Start of Listed entries

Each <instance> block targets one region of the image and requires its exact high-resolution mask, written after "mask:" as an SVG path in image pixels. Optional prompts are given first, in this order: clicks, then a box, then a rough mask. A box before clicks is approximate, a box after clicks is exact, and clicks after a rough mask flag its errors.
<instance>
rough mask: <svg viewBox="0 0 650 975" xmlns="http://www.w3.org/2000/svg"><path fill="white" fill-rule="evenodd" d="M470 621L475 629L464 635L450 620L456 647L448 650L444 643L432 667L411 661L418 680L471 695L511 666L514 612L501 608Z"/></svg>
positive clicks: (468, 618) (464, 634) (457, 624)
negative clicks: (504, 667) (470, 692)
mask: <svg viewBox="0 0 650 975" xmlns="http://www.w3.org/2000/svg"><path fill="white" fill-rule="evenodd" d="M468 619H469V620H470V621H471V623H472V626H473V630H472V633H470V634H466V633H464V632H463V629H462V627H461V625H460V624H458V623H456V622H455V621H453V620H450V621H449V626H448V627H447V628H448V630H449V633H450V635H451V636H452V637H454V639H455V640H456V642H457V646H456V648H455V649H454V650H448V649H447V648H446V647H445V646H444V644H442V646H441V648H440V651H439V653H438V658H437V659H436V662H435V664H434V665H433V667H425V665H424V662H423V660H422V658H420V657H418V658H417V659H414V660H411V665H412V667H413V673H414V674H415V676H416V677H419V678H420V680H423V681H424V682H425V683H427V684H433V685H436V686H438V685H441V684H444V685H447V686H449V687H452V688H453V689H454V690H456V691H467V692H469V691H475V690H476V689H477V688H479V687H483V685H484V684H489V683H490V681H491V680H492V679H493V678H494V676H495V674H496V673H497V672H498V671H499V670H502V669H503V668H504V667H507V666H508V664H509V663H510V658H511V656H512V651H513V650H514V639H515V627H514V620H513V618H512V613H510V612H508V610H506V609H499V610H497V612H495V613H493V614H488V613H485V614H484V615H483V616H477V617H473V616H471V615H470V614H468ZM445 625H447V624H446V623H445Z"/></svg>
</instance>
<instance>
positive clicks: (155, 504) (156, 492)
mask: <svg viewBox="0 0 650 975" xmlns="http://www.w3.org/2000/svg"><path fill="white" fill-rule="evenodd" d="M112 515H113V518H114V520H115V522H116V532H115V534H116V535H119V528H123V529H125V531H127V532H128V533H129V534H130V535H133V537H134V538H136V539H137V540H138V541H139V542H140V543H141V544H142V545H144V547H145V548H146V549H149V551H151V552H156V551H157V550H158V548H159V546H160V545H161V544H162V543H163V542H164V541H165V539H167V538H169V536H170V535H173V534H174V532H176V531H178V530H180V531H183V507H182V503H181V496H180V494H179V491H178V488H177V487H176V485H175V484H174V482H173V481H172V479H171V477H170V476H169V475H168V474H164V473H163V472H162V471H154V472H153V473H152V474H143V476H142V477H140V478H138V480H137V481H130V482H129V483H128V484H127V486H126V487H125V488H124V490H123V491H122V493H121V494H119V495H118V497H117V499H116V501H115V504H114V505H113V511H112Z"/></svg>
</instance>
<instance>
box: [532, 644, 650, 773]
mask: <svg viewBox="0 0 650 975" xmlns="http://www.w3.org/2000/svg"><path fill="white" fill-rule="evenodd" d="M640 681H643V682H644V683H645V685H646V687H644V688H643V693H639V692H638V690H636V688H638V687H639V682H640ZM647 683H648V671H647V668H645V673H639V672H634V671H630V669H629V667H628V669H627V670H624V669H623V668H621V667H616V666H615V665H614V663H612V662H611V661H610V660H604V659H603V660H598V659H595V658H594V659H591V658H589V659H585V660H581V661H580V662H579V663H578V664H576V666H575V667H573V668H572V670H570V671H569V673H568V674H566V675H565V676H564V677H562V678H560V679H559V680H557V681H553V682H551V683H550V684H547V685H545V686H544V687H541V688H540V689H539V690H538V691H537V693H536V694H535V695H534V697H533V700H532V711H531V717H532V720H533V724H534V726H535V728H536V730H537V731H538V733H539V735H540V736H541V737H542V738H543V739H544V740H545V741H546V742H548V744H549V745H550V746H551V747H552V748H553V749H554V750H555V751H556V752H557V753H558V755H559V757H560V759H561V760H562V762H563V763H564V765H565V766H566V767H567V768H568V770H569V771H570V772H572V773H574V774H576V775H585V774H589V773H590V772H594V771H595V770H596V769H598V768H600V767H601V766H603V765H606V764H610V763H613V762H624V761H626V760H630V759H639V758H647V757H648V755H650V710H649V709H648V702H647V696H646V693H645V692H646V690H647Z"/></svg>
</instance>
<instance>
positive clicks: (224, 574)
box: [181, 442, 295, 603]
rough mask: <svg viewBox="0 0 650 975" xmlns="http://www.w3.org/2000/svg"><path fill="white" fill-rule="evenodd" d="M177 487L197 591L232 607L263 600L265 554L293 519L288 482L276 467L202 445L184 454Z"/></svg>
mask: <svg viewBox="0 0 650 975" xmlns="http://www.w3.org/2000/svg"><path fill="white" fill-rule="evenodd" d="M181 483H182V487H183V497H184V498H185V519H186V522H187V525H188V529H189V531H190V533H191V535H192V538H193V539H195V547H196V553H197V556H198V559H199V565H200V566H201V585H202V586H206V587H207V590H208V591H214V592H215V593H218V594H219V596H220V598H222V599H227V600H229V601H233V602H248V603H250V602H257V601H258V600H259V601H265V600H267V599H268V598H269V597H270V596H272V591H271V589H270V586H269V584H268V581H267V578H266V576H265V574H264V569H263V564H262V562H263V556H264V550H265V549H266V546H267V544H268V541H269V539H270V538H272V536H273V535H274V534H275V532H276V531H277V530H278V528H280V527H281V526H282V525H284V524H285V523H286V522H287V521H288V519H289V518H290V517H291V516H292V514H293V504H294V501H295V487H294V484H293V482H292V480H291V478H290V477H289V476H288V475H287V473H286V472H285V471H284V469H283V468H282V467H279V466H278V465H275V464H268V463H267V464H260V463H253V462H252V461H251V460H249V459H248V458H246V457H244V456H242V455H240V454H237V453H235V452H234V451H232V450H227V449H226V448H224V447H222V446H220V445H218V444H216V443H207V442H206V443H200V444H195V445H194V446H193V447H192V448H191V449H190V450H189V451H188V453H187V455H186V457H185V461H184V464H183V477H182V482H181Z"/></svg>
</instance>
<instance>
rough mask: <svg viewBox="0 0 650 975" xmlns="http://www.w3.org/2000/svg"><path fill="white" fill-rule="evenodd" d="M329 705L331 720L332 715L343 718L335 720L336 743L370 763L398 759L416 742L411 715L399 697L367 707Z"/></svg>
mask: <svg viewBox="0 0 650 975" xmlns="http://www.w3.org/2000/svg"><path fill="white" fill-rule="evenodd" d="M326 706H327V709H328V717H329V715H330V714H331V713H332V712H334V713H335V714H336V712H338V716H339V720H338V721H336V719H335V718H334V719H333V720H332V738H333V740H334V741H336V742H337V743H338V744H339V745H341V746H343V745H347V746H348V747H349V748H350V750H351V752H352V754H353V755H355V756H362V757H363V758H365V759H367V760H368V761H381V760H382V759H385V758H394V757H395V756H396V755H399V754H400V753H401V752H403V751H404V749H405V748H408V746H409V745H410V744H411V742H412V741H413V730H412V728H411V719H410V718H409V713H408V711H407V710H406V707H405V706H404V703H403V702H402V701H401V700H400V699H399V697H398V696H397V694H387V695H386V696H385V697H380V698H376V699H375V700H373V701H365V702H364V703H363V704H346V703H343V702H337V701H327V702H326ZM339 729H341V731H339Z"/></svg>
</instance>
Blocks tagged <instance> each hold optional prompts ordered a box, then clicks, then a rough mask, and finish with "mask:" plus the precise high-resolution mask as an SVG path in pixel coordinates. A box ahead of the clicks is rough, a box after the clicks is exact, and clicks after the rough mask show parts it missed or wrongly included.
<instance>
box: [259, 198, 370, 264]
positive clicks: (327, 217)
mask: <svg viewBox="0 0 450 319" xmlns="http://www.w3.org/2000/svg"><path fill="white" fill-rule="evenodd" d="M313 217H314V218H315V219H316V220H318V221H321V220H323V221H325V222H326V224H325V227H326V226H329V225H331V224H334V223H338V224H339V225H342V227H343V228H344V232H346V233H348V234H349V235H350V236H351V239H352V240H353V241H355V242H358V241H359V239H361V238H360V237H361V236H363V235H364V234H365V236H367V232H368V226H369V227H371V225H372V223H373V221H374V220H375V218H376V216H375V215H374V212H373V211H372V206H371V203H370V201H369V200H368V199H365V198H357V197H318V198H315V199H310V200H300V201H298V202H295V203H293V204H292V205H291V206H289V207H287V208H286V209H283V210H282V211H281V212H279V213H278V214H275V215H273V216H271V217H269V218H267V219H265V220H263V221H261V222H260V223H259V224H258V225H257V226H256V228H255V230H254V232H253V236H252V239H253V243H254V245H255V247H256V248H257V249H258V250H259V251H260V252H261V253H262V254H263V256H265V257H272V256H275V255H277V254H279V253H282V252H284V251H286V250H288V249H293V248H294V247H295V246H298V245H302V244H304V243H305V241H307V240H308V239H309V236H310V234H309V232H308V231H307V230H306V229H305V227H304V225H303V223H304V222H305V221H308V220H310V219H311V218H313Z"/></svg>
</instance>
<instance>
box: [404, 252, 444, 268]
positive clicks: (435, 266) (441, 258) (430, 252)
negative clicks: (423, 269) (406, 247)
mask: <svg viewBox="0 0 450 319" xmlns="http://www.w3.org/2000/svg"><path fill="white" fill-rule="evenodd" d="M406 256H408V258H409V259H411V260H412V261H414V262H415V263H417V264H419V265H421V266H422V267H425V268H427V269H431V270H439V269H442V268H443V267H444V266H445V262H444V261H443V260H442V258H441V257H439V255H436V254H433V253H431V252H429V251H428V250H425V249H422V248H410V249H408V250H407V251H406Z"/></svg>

End of Listed entries

▶ What you will do
Could you reproduce, exactly, every line above from the line with "621L475 629L464 635L450" to the line with "positive clicks: (468, 618)", and no other line? Both ends count.

▶ Exercise output
rough mask: <svg viewBox="0 0 650 975" xmlns="http://www.w3.org/2000/svg"><path fill="white" fill-rule="evenodd" d="M470 621L475 629L464 635L450 620L456 647L448 650L444 643L432 667L411 661L418 680L471 695L511 666L514 612L501 608Z"/></svg>
positive clicks: (468, 618) (464, 634) (457, 624)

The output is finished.